--- START OF GIVEN ENTRIES ---

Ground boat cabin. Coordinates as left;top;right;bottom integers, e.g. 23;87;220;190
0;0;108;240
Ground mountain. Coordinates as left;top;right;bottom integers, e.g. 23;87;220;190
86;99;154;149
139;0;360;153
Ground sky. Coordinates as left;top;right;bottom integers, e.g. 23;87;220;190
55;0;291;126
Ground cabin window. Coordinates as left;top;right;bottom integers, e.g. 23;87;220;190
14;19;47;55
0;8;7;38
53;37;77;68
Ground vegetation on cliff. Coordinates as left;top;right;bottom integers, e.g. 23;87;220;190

--- END OF GIVEN ENTRIES ---

• [INSTRUCTION]
Please rewrite all of the data above, with each request line left unchanged, and shift every bounding-box coordinate in the answers by adding 127 to it. Keep the sample coordinates in the request lines as they are.

• [COMPLETED TASK]
Ground boat cabin. Coordinates as left;top;right;bottom integers, e.g. 23;87;220;190
127;127;235;367
Ground mountain. Coordinates as left;top;right;bottom integers, e.g. 23;87;220;190
213;226;281;276
266;127;487;280
Ground sky. Coordinates as left;top;right;bottom integers, e.g. 23;87;220;190
182;127;418;253
Ground cabin window. Coordinates as left;top;right;bottom integers, e.g. 23;87;220;190
141;146;174;182
127;135;134;165
180;164;204;195
Ground vegetation on cliff. Coordinates as left;top;right;bottom integers, e.g. 23;87;220;190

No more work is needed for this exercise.